Set down, exactly as written, every line from the top of the records below to the line containing "Find the rifle;", both ends included, and no others.

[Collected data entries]
*** Begin section ***

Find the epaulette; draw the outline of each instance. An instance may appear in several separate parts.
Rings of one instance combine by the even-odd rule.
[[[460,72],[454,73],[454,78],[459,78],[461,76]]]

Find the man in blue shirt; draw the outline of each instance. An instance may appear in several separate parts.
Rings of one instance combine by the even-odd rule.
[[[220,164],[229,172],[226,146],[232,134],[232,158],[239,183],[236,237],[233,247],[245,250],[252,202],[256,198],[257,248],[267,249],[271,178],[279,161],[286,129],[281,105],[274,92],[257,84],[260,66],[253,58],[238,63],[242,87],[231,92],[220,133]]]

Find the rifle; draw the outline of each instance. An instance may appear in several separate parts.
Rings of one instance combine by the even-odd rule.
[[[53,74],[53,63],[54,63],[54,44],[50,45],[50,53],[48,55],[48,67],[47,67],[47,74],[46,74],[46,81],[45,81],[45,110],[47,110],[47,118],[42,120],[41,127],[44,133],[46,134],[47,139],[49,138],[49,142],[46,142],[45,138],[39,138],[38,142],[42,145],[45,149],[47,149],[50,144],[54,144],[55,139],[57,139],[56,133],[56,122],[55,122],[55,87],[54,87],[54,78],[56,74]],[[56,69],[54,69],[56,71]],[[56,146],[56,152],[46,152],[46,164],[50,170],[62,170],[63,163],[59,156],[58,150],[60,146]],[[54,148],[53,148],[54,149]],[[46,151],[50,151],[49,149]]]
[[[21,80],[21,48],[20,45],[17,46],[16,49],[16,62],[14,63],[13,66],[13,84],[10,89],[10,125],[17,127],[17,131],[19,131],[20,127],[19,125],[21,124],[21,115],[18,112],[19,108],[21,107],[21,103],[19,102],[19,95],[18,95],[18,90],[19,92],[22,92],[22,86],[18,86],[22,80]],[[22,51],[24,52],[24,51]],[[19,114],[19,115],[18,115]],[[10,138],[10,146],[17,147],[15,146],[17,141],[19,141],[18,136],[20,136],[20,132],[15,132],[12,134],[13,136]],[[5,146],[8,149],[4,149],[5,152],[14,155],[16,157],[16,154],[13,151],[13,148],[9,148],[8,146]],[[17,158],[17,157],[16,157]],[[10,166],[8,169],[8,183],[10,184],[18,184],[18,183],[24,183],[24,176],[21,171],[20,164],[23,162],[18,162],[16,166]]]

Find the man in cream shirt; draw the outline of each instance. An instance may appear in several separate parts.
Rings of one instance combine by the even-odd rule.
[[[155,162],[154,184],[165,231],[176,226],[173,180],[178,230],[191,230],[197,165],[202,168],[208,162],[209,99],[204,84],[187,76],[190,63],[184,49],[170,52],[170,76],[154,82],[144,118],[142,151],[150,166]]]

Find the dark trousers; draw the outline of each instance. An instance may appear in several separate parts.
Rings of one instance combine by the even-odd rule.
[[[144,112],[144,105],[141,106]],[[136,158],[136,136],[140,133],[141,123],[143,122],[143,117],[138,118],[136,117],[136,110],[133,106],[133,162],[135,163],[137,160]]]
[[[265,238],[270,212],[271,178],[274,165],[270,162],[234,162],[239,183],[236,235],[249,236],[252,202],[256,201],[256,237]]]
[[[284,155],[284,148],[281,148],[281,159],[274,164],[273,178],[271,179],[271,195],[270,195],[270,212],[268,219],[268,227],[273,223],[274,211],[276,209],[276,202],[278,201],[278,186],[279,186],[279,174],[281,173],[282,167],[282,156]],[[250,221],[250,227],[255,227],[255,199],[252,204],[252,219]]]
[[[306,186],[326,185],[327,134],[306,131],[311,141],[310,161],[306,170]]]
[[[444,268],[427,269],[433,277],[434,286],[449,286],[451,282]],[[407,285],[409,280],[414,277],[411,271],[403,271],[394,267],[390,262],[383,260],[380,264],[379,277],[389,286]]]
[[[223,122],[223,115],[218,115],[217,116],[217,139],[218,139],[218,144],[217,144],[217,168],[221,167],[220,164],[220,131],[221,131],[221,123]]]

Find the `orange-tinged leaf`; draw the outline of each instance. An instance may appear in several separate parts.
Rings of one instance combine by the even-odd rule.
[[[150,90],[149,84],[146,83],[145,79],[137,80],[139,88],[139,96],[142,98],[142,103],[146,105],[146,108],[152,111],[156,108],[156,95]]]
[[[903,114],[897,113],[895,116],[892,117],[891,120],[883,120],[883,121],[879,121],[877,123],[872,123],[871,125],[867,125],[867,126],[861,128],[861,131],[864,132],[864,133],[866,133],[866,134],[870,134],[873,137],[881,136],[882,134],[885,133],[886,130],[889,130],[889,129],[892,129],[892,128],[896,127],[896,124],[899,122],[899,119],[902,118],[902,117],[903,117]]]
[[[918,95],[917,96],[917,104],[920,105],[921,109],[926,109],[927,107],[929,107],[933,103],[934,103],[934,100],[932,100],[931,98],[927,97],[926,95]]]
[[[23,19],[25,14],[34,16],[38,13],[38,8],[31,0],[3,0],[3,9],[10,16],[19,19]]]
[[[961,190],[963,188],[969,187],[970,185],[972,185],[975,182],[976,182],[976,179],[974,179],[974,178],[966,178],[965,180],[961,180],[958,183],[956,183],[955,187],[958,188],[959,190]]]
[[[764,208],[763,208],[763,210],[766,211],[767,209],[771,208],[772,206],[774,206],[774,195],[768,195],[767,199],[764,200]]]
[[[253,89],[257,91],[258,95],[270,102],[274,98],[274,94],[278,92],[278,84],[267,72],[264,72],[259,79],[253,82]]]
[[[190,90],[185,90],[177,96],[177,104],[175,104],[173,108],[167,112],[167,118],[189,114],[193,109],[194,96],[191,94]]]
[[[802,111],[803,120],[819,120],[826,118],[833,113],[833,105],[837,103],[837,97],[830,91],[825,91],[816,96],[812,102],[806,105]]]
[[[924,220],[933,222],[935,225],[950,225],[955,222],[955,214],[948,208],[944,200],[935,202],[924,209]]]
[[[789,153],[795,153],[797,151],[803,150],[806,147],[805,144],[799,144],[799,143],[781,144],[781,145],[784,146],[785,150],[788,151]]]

*** End section ***

FINISHED EXERCISE:
Find the epaulette; draw the outline of each instance. An instance may appear in several separate parts.
Rings of one instance combine by the even-odd rule.
[[[460,72],[454,73],[454,78],[459,78],[461,76]]]

Find the man in blue shirt; draw the outline of each instance. An instance may appear in several separate parts.
Rings of one instance combine by the even-odd rule.
[[[220,164],[229,172],[226,146],[232,134],[232,158],[239,183],[236,237],[233,247],[245,250],[252,202],[256,198],[257,248],[267,249],[271,178],[279,161],[286,129],[281,105],[274,92],[257,84],[260,66],[253,58],[238,63],[242,87],[231,92],[220,133]]]

Find the rifle; draw the outline of each instance. An instance may appear in several separate parts.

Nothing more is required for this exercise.